• [What you need to do]:
Set down all of the records word for word.

Dataset entries:
- Opening Delimiter -
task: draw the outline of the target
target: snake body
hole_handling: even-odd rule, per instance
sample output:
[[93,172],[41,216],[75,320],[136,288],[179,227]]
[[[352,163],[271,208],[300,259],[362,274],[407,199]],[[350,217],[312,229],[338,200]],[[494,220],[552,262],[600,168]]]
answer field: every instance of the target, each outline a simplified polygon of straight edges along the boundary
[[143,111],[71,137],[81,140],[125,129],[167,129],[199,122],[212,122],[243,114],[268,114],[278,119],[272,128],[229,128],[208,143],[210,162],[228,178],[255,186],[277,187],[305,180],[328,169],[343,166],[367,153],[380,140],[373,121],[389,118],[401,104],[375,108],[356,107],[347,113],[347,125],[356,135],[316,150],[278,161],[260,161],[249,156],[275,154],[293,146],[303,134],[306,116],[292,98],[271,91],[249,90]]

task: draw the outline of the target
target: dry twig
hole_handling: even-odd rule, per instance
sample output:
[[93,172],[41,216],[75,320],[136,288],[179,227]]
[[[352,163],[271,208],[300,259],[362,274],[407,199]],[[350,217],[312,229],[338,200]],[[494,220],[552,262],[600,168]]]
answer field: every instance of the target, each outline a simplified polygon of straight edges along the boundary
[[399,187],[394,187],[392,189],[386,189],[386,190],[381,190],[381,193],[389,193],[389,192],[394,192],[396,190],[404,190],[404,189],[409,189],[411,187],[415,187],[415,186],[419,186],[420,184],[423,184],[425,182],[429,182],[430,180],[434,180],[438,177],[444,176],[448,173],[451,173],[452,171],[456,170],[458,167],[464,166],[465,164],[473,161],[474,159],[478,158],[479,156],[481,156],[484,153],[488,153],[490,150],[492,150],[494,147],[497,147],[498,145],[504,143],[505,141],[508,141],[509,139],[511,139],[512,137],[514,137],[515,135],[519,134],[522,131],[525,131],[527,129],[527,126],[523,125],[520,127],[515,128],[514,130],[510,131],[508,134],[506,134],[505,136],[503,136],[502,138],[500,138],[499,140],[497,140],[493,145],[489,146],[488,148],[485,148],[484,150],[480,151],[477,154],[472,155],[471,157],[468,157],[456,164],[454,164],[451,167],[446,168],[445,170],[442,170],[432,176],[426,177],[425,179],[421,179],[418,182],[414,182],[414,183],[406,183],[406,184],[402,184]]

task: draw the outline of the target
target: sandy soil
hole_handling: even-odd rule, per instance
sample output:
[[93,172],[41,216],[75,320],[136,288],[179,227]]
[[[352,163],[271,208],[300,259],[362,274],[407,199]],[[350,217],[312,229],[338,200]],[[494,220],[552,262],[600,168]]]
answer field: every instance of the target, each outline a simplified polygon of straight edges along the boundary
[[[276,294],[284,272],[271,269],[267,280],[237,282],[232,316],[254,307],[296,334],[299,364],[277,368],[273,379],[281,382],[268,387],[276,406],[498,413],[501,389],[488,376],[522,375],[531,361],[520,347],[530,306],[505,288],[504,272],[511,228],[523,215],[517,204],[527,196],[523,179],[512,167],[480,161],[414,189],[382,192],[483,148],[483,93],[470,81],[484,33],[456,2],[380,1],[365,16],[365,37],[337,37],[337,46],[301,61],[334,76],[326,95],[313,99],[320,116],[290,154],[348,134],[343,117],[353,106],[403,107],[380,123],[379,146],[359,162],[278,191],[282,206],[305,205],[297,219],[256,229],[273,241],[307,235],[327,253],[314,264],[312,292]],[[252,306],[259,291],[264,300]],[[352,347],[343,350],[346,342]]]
- Closing Delimiter -
• [Answer to the exercise]:
task: draw the outline of the target
target: snake body
hole_handling: even-odd rule, per instance
sample output:
[[93,172],[41,216],[75,320],[136,288],[179,227]]
[[[352,163],[271,208],[300,259],[362,274],[407,199]],[[350,217],[312,229],[338,200]],[[494,220],[552,262],[600,168]]]
answer field: every instance of the target, each outline a simplified polygon of straight edges along the boundary
[[143,111],[71,137],[81,140],[125,129],[167,129],[199,122],[212,122],[243,114],[268,114],[278,119],[272,128],[229,128],[208,143],[210,162],[228,178],[255,186],[277,187],[305,180],[328,169],[343,166],[367,153],[380,140],[373,121],[389,118],[401,104],[375,108],[356,107],[347,113],[347,125],[356,135],[316,150],[278,161],[260,161],[249,156],[275,154],[293,146],[303,134],[306,116],[292,98],[271,91],[249,90]]

task: draw the outline of the target
target: dry twig
hole_handling: even-odd rule, per instance
sample output:
[[93,172],[41,216],[75,320],[136,288],[179,227]]
[[[352,163],[271,208],[300,259],[362,274],[407,199]],[[350,217],[312,229],[338,200]],[[494,220],[552,262],[600,168]]]
answer field: every instance of the target, each outline a simplified polygon of straight edges along the boundary
[[399,187],[394,187],[392,189],[386,189],[386,190],[381,190],[381,193],[389,193],[389,192],[394,192],[396,190],[404,190],[404,189],[409,189],[411,187],[415,187],[415,186],[419,186],[420,184],[423,184],[425,182],[429,182],[430,180],[434,180],[438,177],[444,176],[448,173],[451,173],[452,171],[456,170],[458,167],[464,166],[465,164],[473,161],[474,159],[478,158],[479,156],[481,156],[484,153],[488,153],[490,150],[492,150],[494,147],[497,147],[498,145],[504,143],[505,141],[508,141],[509,139],[511,139],[512,137],[514,137],[515,135],[519,134],[522,131],[525,131],[527,129],[527,126],[523,125],[520,127],[515,128],[514,130],[510,131],[508,134],[506,134],[505,136],[503,136],[502,138],[500,138],[499,140],[497,140],[493,145],[489,146],[488,148],[485,148],[484,150],[480,151],[477,154],[472,155],[471,157],[468,157],[456,164],[454,164],[451,167],[446,168],[445,170],[442,170],[432,176],[426,177],[425,179],[421,179],[418,182],[414,182],[414,183],[406,183],[406,184],[402,184]]

task: draw the outline of the target
target: sandy soil
hole_handling: even-odd rule, per instance
sample output:
[[93,172],[41,216],[75,320],[136,288],[179,227]]
[[[352,163],[271,208],[300,259],[362,274],[407,199]],[[350,217],[312,229],[338,200]],[[494,220],[552,262],[600,168]]]
answer field: every instance of the target, each outline a simplified polygon of straight edges along the boundary
[[[276,294],[284,272],[271,269],[267,280],[237,282],[232,316],[254,307],[296,334],[299,364],[277,368],[273,379],[281,382],[268,387],[276,406],[498,413],[501,389],[488,376],[522,375],[531,361],[520,347],[530,306],[505,288],[504,272],[511,228],[523,215],[517,204],[527,196],[523,179],[512,167],[480,161],[414,189],[382,192],[483,148],[483,93],[470,81],[484,33],[456,2],[380,1],[365,16],[365,37],[337,37],[337,46],[301,61],[334,76],[326,95],[313,99],[320,116],[290,154],[348,134],[343,117],[353,106],[403,107],[380,123],[379,146],[359,162],[278,191],[282,206],[305,205],[297,219],[256,229],[273,241],[307,235],[327,253],[314,264],[312,292]],[[252,306],[259,291],[264,300]],[[352,347],[343,350],[346,342]]]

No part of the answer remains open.